### WRITTEN PROBLEM
Pictures do not belong in the copy; quote every entry below exactly.
▬▬▬
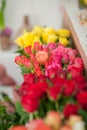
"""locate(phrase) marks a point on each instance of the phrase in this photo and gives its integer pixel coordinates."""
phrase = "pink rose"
(41, 57)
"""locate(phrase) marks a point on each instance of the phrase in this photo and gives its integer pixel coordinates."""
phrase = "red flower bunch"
(70, 109)
(53, 79)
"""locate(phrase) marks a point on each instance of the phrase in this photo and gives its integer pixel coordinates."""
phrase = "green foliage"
(24, 117)
(2, 21)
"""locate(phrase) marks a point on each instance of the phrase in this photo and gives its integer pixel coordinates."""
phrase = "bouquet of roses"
(54, 85)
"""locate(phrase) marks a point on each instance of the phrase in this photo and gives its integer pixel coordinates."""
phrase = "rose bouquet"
(54, 86)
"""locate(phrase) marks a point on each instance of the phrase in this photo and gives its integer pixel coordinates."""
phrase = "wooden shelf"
(78, 32)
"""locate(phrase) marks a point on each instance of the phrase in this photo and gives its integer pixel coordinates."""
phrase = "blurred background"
(17, 15)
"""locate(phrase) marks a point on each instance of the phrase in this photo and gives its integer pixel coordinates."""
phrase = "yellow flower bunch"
(44, 35)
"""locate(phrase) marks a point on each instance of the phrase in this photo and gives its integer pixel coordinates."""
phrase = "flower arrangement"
(43, 35)
(53, 95)
(6, 32)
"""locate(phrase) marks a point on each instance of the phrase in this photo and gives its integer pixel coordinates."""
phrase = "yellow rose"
(37, 30)
(49, 30)
(63, 33)
(63, 41)
(52, 38)
(20, 42)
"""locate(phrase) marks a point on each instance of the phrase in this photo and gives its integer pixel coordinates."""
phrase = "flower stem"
(36, 115)
(30, 116)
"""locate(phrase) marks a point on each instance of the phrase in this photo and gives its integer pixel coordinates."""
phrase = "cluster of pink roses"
(52, 74)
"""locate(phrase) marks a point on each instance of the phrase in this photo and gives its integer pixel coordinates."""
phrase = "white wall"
(41, 12)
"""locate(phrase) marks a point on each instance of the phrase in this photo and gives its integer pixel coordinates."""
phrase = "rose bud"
(53, 119)
(66, 128)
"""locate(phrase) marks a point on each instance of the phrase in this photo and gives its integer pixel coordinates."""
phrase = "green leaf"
(19, 108)
(24, 117)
▬▬▬
### SOLVED EXERCISE
"""locate(phrase) marks a point on each instance of the phrase in this photo and gives its integer pixel coordinates."""
phrase = "pink rose"
(41, 57)
"""locate(phrase) marks a point on each instance of the phrase in this photo and gives its integer pixel coordinates."""
phrase = "red flower bunch"
(70, 109)
(53, 79)
"""locate(phrase) marks a point on each instance of the phrase in this photo and gives its integer pixel coordinates."""
phrase = "green foliage"
(24, 117)
(2, 21)
"""locate(phrase) marks a point on each instance of the phrase in this photo and gives its integer pixel coordinates."""
phrase = "bouquet of roses"
(54, 85)
"""locate(phrase) marks a point on each instance of the phrase in this photo and gives its integer pixel coordinates."""
phrase = "rose bouquet"
(54, 86)
"""locate(phrase) marks a point on each instance of the phrase in this photo and gives its integer pixel coordinates."""
phrase = "wooden shelf"
(78, 32)
"""locate(phrase) marks a point on each instance of the phrase in this photo and gives its integer pixel coordinates."""
phrase = "blurred background"
(17, 15)
"""locate(phrase) marks a point on each instance of the phrase in this photo and gives its integer pixel coordinates."""
phrase = "yellow flower bunch"
(44, 35)
"""locate(phrase) marks a point on each instance of the phrase in this photo and gives its integer pixel coordinates."""
phrase = "flower arrangement"
(43, 35)
(53, 95)
(6, 32)
"""locate(phrase) marks a point on each instance of the phrase in this photo and gives its integer pixel coordinates."""
phrase = "yellow rose"
(37, 30)
(49, 30)
(63, 33)
(63, 41)
(52, 38)
(20, 42)
"""locate(phrase) marks a point on each instance of the phrase in this photo and gives its integer pixel coordinates."""
phrase = "flower stem"
(36, 115)
(30, 116)
"""locate(phrase) marks a point on each instance of the phrase in this photo and gives its integer pixel coordinates."""
phrase = "cluster of pink roses"
(52, 74)
"""locate(phrase) marks a point on each instance of the phrase in this photo and gives its integer pixel coordinates."""
phrase = "white wall"
(41, 12)
"""locate(phrase) marks a point on each instance of the phrase in this photo and gives its integer pixel coordinates."""
phrase = "rose bud"
(53, 119)
(66, 128)
"""locate(phrase) marks a point on each instance of the phrase in this photo and gives its integer pixel coordinates."""
phrase = "green leaf"
(19, 108)
(24, 117)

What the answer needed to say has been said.